- Task goal
Give back every record exactly as written.

▽

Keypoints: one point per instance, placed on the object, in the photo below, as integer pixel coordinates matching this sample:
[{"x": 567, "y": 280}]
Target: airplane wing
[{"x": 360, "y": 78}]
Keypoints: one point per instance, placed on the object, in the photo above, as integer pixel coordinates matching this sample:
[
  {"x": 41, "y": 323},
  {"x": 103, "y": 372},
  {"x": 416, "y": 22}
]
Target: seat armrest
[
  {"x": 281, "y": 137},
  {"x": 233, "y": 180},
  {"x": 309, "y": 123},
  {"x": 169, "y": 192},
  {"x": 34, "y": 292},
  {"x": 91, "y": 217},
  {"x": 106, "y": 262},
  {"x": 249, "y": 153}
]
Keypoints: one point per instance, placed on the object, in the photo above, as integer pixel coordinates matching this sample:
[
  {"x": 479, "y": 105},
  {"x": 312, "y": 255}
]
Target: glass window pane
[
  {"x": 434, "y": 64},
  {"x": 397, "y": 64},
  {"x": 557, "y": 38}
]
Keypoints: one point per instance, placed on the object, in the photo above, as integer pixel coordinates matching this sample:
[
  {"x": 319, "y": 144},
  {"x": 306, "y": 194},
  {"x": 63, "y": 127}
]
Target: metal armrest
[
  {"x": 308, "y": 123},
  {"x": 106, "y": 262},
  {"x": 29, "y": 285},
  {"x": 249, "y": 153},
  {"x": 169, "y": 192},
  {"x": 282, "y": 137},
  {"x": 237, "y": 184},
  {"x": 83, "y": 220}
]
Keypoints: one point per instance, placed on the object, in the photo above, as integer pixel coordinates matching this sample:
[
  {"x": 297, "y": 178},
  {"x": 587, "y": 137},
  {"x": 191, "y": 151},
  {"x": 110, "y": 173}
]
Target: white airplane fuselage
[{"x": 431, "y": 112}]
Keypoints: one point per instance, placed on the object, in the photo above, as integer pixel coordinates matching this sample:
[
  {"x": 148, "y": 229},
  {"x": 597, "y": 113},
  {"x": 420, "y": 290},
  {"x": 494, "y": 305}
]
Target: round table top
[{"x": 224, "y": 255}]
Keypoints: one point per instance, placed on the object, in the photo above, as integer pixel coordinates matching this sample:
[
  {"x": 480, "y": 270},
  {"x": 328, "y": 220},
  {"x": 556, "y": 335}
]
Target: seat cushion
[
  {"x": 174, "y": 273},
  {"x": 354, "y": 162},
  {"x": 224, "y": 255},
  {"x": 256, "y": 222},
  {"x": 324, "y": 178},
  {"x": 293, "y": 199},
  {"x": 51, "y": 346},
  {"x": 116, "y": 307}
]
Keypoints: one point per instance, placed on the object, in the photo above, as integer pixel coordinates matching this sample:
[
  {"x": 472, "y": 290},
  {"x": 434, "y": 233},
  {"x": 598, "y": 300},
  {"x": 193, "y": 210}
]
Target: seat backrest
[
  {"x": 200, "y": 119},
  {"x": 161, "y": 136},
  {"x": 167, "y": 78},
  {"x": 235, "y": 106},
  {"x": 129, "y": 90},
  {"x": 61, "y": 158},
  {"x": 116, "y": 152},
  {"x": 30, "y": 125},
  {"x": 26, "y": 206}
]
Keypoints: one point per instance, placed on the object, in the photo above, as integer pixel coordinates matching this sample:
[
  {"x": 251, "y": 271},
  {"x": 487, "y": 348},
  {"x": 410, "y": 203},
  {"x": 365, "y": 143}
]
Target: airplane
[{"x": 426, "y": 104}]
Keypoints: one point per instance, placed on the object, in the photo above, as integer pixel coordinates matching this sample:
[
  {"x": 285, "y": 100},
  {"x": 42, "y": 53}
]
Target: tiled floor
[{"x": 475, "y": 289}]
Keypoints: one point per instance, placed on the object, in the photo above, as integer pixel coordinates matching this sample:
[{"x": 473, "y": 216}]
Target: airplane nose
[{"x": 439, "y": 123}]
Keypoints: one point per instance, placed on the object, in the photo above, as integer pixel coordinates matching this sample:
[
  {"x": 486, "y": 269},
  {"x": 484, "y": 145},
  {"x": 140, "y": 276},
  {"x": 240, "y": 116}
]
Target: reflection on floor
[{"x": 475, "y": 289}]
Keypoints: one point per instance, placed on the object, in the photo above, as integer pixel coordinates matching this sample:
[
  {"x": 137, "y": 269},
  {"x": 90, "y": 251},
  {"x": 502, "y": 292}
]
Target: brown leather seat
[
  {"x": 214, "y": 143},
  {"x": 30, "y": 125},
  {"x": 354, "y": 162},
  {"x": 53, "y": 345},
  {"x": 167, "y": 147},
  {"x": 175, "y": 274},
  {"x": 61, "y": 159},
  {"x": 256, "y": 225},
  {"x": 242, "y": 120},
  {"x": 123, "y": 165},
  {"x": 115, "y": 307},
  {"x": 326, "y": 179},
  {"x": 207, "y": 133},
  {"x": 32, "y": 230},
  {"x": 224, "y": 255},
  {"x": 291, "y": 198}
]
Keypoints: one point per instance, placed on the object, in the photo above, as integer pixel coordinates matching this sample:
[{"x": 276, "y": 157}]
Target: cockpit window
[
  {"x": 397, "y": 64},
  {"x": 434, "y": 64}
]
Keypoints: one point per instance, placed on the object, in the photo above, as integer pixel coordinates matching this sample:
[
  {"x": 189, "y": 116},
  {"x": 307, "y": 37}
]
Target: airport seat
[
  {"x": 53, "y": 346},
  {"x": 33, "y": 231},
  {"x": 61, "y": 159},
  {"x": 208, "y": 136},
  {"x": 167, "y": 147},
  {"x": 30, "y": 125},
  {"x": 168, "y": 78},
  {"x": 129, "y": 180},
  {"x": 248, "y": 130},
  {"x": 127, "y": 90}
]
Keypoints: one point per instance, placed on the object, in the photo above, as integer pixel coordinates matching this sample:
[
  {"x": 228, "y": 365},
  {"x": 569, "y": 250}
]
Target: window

△

- Task answer
Keypoints: one point per instance, placed on the object, in the photo below, as integer pixel coordinates matching this sample:
[{"x": 567, "y": 280}]
Target: airplane wing
[{"x": 360, "y": 78}]
Keypoints: one point per instance, placed on the object, in the photo above, as integer pixel coordinates matching this sample:
[
  {"x": 41, "y": 323},
  {"x": 103, "y": 372},
  {"x": 416, "y": 22}
]
Target: seat armrest
[
  {"x": 281, "y": 137},
  {"x": 233, "y": 180},
  {"x": 309, "y": 123},
  {"x": 169, "y": 192},
  {"x": 34, "y": 292},
  {"x": 91, "y": 217},
  {"x": 106, "y": 262},
  {"x": 249, "y": 153}
]
Keypoints: one point per instance, placed on the object, in the photo above, as integer pixel coordinates matching this sample:
[
  {"x": 479, "y": 105},
  {"x": 312, "y": 255}
]
Target: glass window pane
[
  {"x": 434, "y": 64},
  {"x": 397, "y": 64},
  {"x": 557, "y": 38}
]
Keypoints: one point per instance, placed on the object, in the photo above, as integer pixel coordinates matching this sample:
[
  {"x": 319, "y": 144},
  {"x": 306, "y": 194},
  {"x": 63, "y": 127}
]
Target: metal armrest
[
  {"x": 308, "y": 123},
  {"x": 106, "y": 262},
  {"x": 29, "y": 285},
  {"x": 249, "y": 153},
  {"x": 169, "y": 192},
  {"x": 282, "y": 137},
  {"x": 237, "y": 184},
  {"x": 83, "y": 220}
]
Keypoints: one point per instance, placed on the object, in the photo above, as integer pixel coordinates matching this sample:
[
  {"x": 297, "y": 178},
  {"x": 587, "y": 137},
  {"x": 191, "y": 151},
  {"x": 110, "y": 173}
]
Target: white airplane fuselage
[{"x": 431, "y": 112}]
Keypoints: one point per instance, placed on the object, in the photo above, as integer pixel coordinates matching this sample:
[
  {"x": 148, "y": 229},
  {"x": 597, "y": 113},
  {"x": 420, "y": 290},
  {"x": 494, "y": 305}
]
Target: round table top
[{"x": 224, "y": 255}]
Keypoints: one point per instance, placed on the object, in the photo above, as integer pixel coordinates matching this sample:
[
  {"x": 480, "y": 270},
  {"x": 328, "y": 220},
  {"x": 556, "y": 335}
]
Target: seat cushion
[
  {"x": 174, "y": 273},
  {"x": 354, "y": 162},
  {"x": 224, "y": 255},
  {"x": 256, "y": 222},
  {"x": 324, "y": 178},
  {"x": 293, "y": 199},
  {"x": 51, "y": 346},
  {"x": 116, "y": 307}
]
Keypoints: one point per instance, placed on the object, in the photo above, as integer pixel coordinates matching this sample:
[
  {"x": 472, "y": 290},
  {"x": 434, "y": 233},
  {"x": 598, "y": 300},
  {"x": 193, "y": 210}
]
Target: seat backrest
[
  {"x": 200, "y": 119},
  {"x": 161, "y": 136},
  {"x": 167, "y": 78},
  {"x": 235, "y": 106},
  {"x": 129, "y": 90},
  {"x": 61, "y": 158},
  {"x": 116, "y": 152},
  {"x": 30, "y": 125},
  {"x": 26, "y": 206}
]
Keypoints: one point per instance, placed on the object, in the photo above, as integer pixel coordinates matching this sample:
[
  {"x": 251, "y": 271},
  {"x": 487, "y": 348},
  {"x": 410, "y": 203},
  {"x": 365, "y": 143}
]
Target: airplane
[{"x": 426, "y": 104}]
Keypoints: one point per instance, placed on the object, in the photo above, as integer pixel coordinates matching this sample:
[
  {"x": 285, "y": 100},
  {"x": 42, "y": 53}
]
Target: tiled floor
[{"x": 475, "y": 289}]
Keypoints: one point per instance, placed on the object, in the photo above, as integer pixel coordinates matching this sample:
[{"x": 473, "y": 216}]
Target: airplane nose
[{"x": 439, "y": 123}]
Keypoints: one point per instance, placed on the object, in the photo above, as integer pixel coordinates matching this sample:
[
  {"x": 486, "y": 269},
  {"x": 484, "y": 145},
  {"x": 140, "y": 276},
  {"x": 240, "y": 116}
]
Target: reflection on floor
[{"x": 475, "y": 289}]
Keypoints: one point per instance, placed on the object, in the photo above, as integer pixel coordinates matching this sample:
[
  {"x": 137, "y": 269},
  {"x": 90, "y": 251},
  {"x": 502, "y": 292}
]
Target: brown leather seat
[
  {"x": 214, "y": 143},
  {"x": 30, "y": 125},
  {"x": 354, "y": 162},
  {"x": 53, "y": 345},
  {"x": 167, "y": 147},
  {"x": 175, "y": 274},
  {"x": 61, "y": 159},
  {"x": 256, "y": 225},
  {"x": 242, "y": 120},
  {"x": 123, "y": 165},
  {"x": 115, "y": 307},
  {"x": 326, "y": 179},
  {"x": 207, "y": 133},
  {"x": 32, "y": 230},
  {"x": 224, "y": 255},
  {"x": 291, "y": 198}
]
Keypoints: one point per instance, placed on the object, in the photo above, as integer pixel coordinates matching this sample:
[{"x": 276, "y": 157}]
Target: cockpit window
[
  {"x": 397, "y": 64},
  {"x": 434, "y": 64}
]
Keypoints: one point per instance, placed on the object, in the photo above, as integer pixel coordinates matching this sample:
[
  {"x": 189, "y": 116},
  {"x": 307, "y": 37}
]
Target: airport seat
[
  {"x": 53, "y": 346},
  {"x": 33, "y": 231},
  {"x": 61, "y": 159},
  {"x": 208, "y": 136},
  {"x": 167, "y": 147},
  {"x": 30, "y": 125},
  {"x": 168, "y": 78},
  {"x": 129, "y": 180},
  {"x": 248, "y": 130},
  {"x": 127, "y": 90}
]
Keypoints: one point per instance, placed on the object, in the photo above, as integer pixel coordinates matching this sample:
[
  {"x": 228, "y": 365},
  {"x": 569, "y": 250}
]
Target: window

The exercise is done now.